(Excerpted passage begins)

Tesla is one of the most popular luxury brands of automobiles and has marketed itself as one of the safest automobiles that you can drive. It boasts a self-driving system or Autopilot that allows you hands-free driving under certain circumstances. Unfortunately, its forward advance collision avoidance system has failed to function in a number of accidents, leading to serious injuries and fatalities. Also, drivers are relying too much on the Autopilot system and getting into serious accidents.
Many newer vehicles have a system that warns drivers of an imminent front-end collision and will automatically brake in an emergency. This system is now standard, but unlike Tesla’s Autopilot it does not have to be manually turned on and can be used under any conditions.
Tesla Car Crashes
The National Highway Traffic Safety Administration (NHTSA) has been investigating at least 12 accidents that have occurred over the past 3-years with Tesla vehicles where they have crashed into police cars, emergency vehicles, and firetrucks. 17 people have been injured and one killed. All of these collisions occurred while the vehicle was on Autopilot or its Traffic Aware Cruise Control system. The NHTSA is investigating just how well these systems are able to detect if its driver is not paying attention, and if it can “see” and respond to hazards.
Automatic braking systems have been hailed as a breakthrough in highway safety. The Insurance Institute of Highway Safety (IIHS) highly recommends the system, reporting that it reduces the incidence of rear-end collisions by 50%, although it works far better at lower speeds and where visibility is unimpeded or unobscured.
Reports are that Tesla vehicles are running into stationary objects like parked cars and cement walls as well as at crash scenes despite flares and flashing lights that any driver would have no problem observing and stopping. Although the IIHS tests on Tesla vehicles found that its forward collision avoidance system scored superior grades for its Model S, X and 3, the tests were conducted at low speeds or at 12 mph and 25 mph. Tesla markets its system as operating adequately at speeds from 3 mph to 90 mph, but with the caveat that it will reduce the severity of an accident, not avoid it.
Liability of Tesla and Drivers
Tesla has been facing lawsuits over its Autopilot and automatic braking system with plaintiffs and car accident lawyers asserting that its system fails to perform as advertised, that drivers are encouraged to place too much faith or reliance on it to avoid accidents, and that Tesla has not sufficiently warned its drivers about when to use the Autopilot and to always be in a position to brake or steer. Manufacturers have a duty to consumers to make products safe for its intended use, and to warn users of any potential flaws or misuses and their foreseeable consequences. If a product requires training in how to use it properly, then the manufacturer must supply the training and/or detailed instructions.

(Excerpted passage ends)
(Records begins)

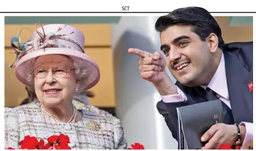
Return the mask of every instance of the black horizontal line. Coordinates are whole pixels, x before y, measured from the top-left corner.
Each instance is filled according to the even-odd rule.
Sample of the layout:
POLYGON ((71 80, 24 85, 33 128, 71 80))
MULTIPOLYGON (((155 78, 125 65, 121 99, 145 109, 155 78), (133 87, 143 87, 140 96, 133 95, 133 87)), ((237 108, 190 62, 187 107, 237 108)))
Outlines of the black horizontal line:
MULTIPOLYGON (((0 13, 169 13, 170 12, 0 12, 0 13)), ((210 13, 256 13, 256 12, 210 12, 210 13)))

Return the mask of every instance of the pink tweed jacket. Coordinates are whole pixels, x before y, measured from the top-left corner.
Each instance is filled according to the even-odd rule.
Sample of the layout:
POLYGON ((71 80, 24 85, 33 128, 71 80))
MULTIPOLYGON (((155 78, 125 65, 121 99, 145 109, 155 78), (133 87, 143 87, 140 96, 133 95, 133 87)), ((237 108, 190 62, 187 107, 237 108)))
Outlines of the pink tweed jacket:
POLYGON ((81 109, 82 119, 75 123, 56 121, 45 115, 39 104, 5 108, 5 149, 19 149, 18 142, 26 135, 43 139, 64 133, 69 136, 72 149, 126 149, 127 142, 119 119, 100 116, 81 109), (88 126, 91 122, 99 126, 95 130, 88 126))

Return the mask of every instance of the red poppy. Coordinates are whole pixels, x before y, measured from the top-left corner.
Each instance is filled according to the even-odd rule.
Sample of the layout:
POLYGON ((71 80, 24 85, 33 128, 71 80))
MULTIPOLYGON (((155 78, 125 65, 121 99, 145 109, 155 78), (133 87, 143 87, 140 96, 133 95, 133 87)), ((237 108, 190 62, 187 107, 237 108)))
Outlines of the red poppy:
POLYGON ((131 146, 131 148, 128 148, 127 149, 144 149, 143 145, 138 143, 135 143, 134 145, 132 145, 131 146))
POLYGON ((45 146, 45 142, 42 139, 40 139, 40 141, 38 142, 36 148, 38 149, 44 149, 45 146))
POLYGON ((224 144, 221 145, 221 149, 232 149, 232 148, 231 148, 231 146, 229 145, 224 144))
POLYGON ((67 135, 61 134, 59 136, 53 135, 47 139, 48 142, 44 148, 49 149, 71 149, 68 146, 69 138, 67 135))
POLYGON ((38 140, 34 136, 26 136, 24 139, 21 140, 19 145, 21 149, 36 149, 38 145, 38 140))

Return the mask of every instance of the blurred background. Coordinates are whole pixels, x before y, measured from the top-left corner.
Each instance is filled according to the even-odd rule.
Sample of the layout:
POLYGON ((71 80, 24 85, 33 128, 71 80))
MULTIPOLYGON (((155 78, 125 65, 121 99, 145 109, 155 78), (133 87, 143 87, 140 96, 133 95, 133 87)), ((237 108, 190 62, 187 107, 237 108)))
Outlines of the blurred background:
MULTIPOLYGON (((129 54, 135 47, 160 52, 159 33, 154 25, 159 16, 5 16, 5 106, 15 107, 28 97, 25 86, 8 67, 15 59, 11 39, 24 28, 21 42, 29 39, 36 22, 67 23, 80 29, 85 37, 85 52, 98 64, 99 83, 90 91, 91 105, 119 118, 128 146, 135 142, 148 149, 172 149, 177 142, 159 114, 161 97, 153 85, 142 80, 139 57, 129 54)), ((252 16, 216 16, 225 43, 252 40, 252 16)), ((175 80, 167 72, 174 82, 175 80)))

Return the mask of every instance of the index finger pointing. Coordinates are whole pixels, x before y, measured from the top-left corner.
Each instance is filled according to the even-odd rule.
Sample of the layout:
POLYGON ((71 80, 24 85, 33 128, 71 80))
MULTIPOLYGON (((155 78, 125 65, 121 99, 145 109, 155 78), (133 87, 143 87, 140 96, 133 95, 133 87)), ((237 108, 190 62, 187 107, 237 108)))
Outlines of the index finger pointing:
POLYGON ((134 54, 137 56, 139 56, 141 57, 146 57, 146 53, 144 51, 135 48, 130 48, 128 49, 128 52, 131 54, 134 54))

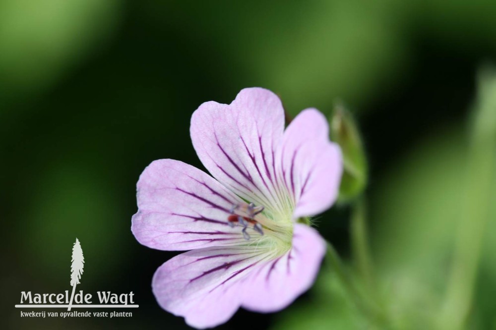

(Records ends)

Required actions =
1. In the text on Tesla's Autopilot, by how much does the IIHS report that automatic braking reduces rear-end collisions?
2. Copy word for word the part of the text on Tesla's Autopilot that opens with the words containing "Tesla is one" and closes with "under any conditions.".

Replies =
1. By 50%.

2.
Tesla is one of the most popular luxury brands of automobiles and has marketed itself as one of the safest automobiles that you can drive. It boasts a self-driving system or Autopilot that allows you hands-free driving under certain circumstances. Unfortunately, its forward advance collision avoidance system has failed to function in a number of accidents, leading to serious injuries and fatalities. Also, drivers are relying too much on the Autopilot system and getting into serious accidents.
Many newer vehicles have a system that warns drivers of an imminent front-end collision and will automatically brake in an emergency. This system is now standard, but unlike Tesla’s Autopilot it does not have to be manually turned on and can be used under any conditions.